• Text under study
Credit Suisse plans to sell $399 million of residential mortgage backed securities in its fifth securitization of 2014, bringing the bank's year-to-date issuance to $1.6 billion.

The deal will offer several tranches of class A notes that have been assigned a preliminary ratings of ‘AAA’/ ‘AAA’ by Standard & Poor’s and DBRS. Also on offer is a single tranche of 'BBB'-rated notes and a single tranche of 'BB' rated notes.

The certificates are backed by 561 loans with a total principal balance of $404,621,027.1 The mortgage loans were acquired by Credit Suisse subsidiary, DLJ Mortgage Capital.  

The loans will be divided into two pools. The first pool is comprised of fixed-rate, first-lien mortgage loans with original terms to maturity of 15 years. The second pool consists of fixed-rate, first-lien mortgage loans with original terms to maturity of primarily 30 years.

The pools have a weighted average combined LTV of 71.4%, according to the DBRS presale report, which means that borrowers “have considerable equity in the homes.” Approximately 6.4% of the loans have FICOs lower than 720 and 10.4% have FICOs of 800 or higher. None of the loans have IO features. Fully amortizing fixed-rate loans generally pose the lowest default risk, given the stability in monthly payments.

• Material provided
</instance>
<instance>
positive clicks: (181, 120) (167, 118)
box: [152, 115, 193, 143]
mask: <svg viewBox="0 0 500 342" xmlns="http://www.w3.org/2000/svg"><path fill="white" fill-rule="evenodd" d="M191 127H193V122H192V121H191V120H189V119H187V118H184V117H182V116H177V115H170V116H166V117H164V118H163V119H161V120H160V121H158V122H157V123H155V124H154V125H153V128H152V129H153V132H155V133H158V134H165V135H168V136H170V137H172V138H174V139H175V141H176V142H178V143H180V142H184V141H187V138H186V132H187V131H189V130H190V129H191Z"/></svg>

• Things to do
[a] Write out the passage of the Credit Suisse securitization article from "Credit Suisse plans" up to and including "DLJ Mortgage Capital.".
[b] Please state whether each statement agrees with the Credit Suisse securitization article, answering yes or no and quoting the words that decide it: (i) The mortgage loans were acquired by DLJ Mortgage Capital. (ii) Some of the loans have IO features. (iii) The first pool holds loans with original terms to maturity of 30 years.
[c] Carry the Credit Suisse securitization article on from its last sentence.
The entries can be ignored.

• Answers to the problems
[a]
Credit Suisse plans to sell $399 million of residential mortgage backed securities in its fifth securitization of 2014, bringing the bank's year-to-date issuance to $1.6 billion.

The deal will offer several tranches of class A notes that have been assigned a preliminary ratings of ‘AAA’/ ‘AAA’ by Standard & Poor’s and DBRS. Also on offer is a single tranche of 'BBB'-rated notes and a single tranche of 'BB' rated notes.

The certificates are backed by 561 loans with a total principal balance of $404,621,027.1 The mortgage loans were acquired by Credit Suisse subsidiary, DLJ Mortgage Capital.

[b]
(i) Yes: "The mortgage loans were acquired by Credit Suisse subsidiary, DLJ Mortgage Capital."
(ii) No: "None of the loans have IO features."
(iii) No: "The first pool is comprised of fixed-rate, first-lien mortgage loans with original terms to maturity of 15 years."

[c]
Approximately 77.1% of the pool is comprised of mortgages that are designated as safe harbor, qualified mortgages.

DLJ purchased the loans from a number of mortgage providers that include Quicken Loans (30.7%), PHH Mortgage Corporation (10.9%), EverBank (10.4%), Sierra Pacific Mortgage Company (6.5%), Caliber Home Loans, (6.3%) and various other originators, each comprising less than 5% of pool one. The originators for the pool two mortgage loans are New Penn Financial (28.0%), EverBank (22.6%), Quicken (17.2%), Caliber (7.9%) and various other originators, each comprising less than 5% of pool two.